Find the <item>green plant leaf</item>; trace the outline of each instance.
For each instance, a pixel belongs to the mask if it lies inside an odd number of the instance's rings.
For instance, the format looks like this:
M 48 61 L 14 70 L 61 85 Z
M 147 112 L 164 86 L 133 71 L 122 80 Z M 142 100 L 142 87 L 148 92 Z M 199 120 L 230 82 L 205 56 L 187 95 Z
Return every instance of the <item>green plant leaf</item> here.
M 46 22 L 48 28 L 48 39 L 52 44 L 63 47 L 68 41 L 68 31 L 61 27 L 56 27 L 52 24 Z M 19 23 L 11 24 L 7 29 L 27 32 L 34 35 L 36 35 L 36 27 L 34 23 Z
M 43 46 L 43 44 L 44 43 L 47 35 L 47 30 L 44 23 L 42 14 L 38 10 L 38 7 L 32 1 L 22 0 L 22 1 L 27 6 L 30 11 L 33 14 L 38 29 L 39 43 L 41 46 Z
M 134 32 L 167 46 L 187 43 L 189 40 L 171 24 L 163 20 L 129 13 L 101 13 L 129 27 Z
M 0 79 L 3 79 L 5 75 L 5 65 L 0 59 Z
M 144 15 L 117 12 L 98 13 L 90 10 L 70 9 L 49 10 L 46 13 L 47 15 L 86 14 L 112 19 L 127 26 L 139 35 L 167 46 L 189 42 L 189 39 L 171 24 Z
§ §
Retype the items above line for line, leaving every character unchanged.

* _Solution below_:
Find the <item>green plant leaf</item>; trace the outline of each instance.
For each instance, a pixel belongs to the mask if it lies inside an odd number of the instance's rings.
For instance, the format looks like this:
M 48 61 L 14 70 L 61 85 Z
M 147 112 L 164 86 L 133 71 L 122 80 Z M 142 100 L 142 87 L 148 92 Z M 199 120 L 230 82 L 205 56 L 187 95 Z
Return every instance of the <item>green plant leaf</item> here.
M 46 22 L 48 28 L 48 39 L 52 44 L 63 47 L 68 41 L 68 31 L 61 27 L 56 27 L 52 24 Z M 19 23 L 11 24 L 7 29 L 27 32 L 34 35 L 36 35 L 36 27 L 34 23 Z
M 43 46 L 43 44 L 44 43 L 47 35 L 47 30 L 44 23 L 42 14 L 38 10 L 38 7 L 32 1 L 22 0 L 22 1 L 27 6 L 30 11 L 33 14 L 38 29 L 39 43 L 41 46 Z
M 134 32 L 167 46 L 187 43 L 189 40 L 171 24 L 163 20 L 129 13 L 101 13 L 129 27 Z
M 0 79 L 3 79 L 5 75 L 5 65 L 0 59 Z
M 144 15 L 117 12 L 98 13 L 90 10 L 70 9 L 49 10 L 46 13 L 47 15 L 86 14 L 112 19 L 127 26 L 139 35 L 167 46 L 189 42 L 189 39 L 171 24 Z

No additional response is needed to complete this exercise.